* PROVIDED MATERIAL:
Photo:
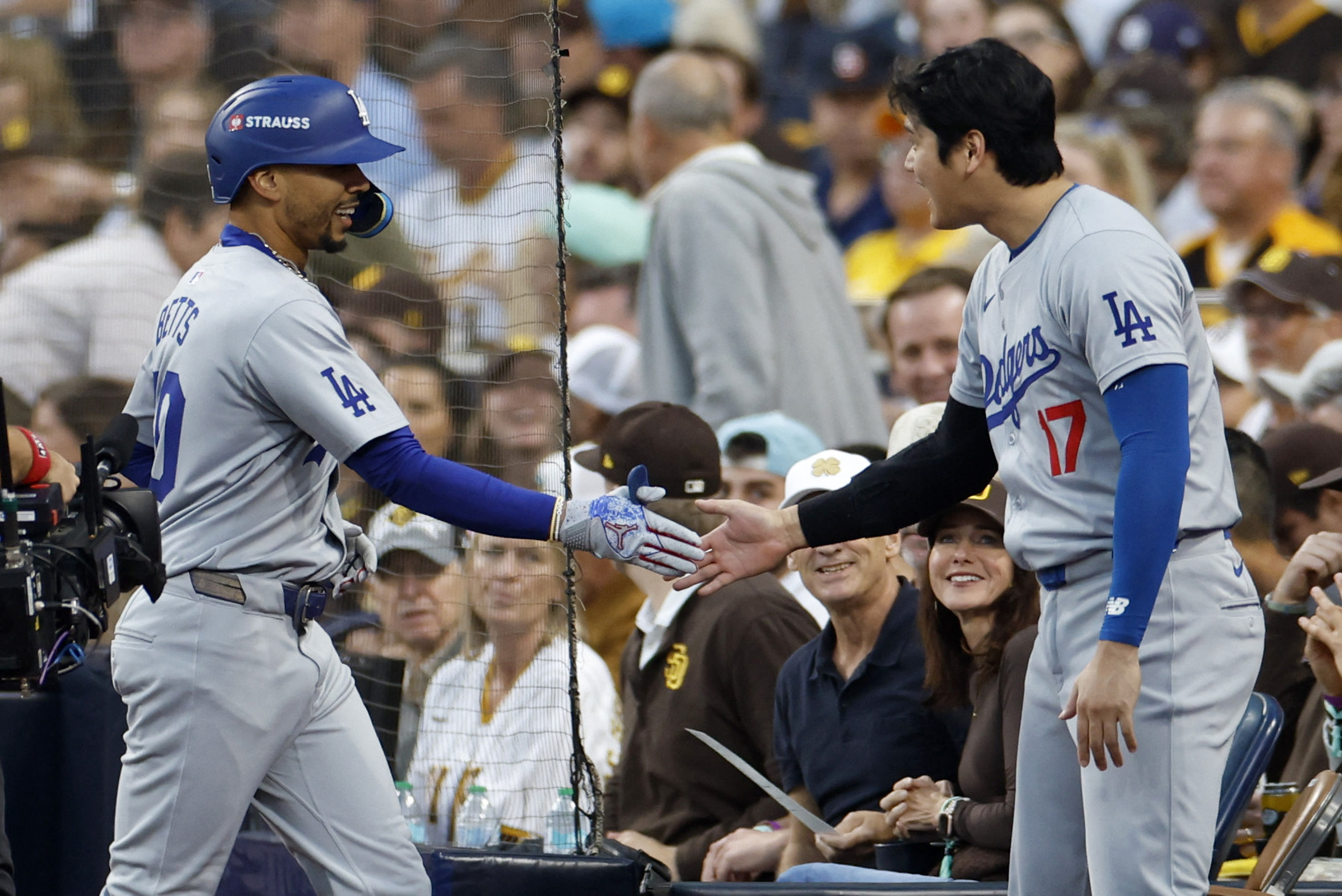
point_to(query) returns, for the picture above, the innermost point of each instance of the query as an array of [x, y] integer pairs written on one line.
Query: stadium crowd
---
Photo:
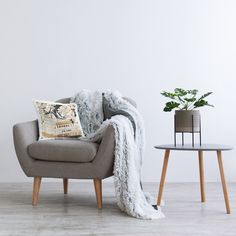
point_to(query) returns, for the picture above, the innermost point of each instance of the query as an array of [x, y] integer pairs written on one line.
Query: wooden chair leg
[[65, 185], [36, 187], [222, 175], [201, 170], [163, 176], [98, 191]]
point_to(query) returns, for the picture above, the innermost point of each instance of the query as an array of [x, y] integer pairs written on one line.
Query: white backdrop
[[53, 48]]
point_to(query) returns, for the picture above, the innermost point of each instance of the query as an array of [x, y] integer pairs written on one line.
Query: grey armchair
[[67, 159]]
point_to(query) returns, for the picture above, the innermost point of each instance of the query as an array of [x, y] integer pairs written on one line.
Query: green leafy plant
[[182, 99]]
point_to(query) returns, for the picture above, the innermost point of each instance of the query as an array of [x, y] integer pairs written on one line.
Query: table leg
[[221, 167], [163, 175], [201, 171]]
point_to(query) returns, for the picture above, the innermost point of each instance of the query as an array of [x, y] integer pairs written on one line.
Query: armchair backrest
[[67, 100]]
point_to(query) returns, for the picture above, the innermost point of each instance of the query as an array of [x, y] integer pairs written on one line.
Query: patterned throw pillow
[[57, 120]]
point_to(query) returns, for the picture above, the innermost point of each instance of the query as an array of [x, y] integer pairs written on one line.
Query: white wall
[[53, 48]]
==
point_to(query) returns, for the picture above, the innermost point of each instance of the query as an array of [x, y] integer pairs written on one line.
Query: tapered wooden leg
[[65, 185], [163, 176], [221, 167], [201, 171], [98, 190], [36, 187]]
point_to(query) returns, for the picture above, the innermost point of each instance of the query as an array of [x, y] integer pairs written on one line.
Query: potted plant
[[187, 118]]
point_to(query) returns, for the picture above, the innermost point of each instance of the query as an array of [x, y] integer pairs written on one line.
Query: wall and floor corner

* THE TASK: Copy, exactly and only, the lines above that begin with the one containing "Query: tapered wooden leg" and finish with the one containing "Query: wall and floor corner".

* RESULT OF THE TASK:
Query: tapered wooden leg
[[65, 185], [163, 176], [221, 167], [201, 171], [98, 190], [36, 187]]
point_to(query) returns, for the picture above, the innermost point of each instance of the query as an array of [x, y] integer pairs written on one line.
Query: potted plant
[[187, 118]]
point_to(query) returns, for the picture above, the innermost point of each instance of the query as an array of [x, y] integer pairs written on one line.
Query: wall and floor corner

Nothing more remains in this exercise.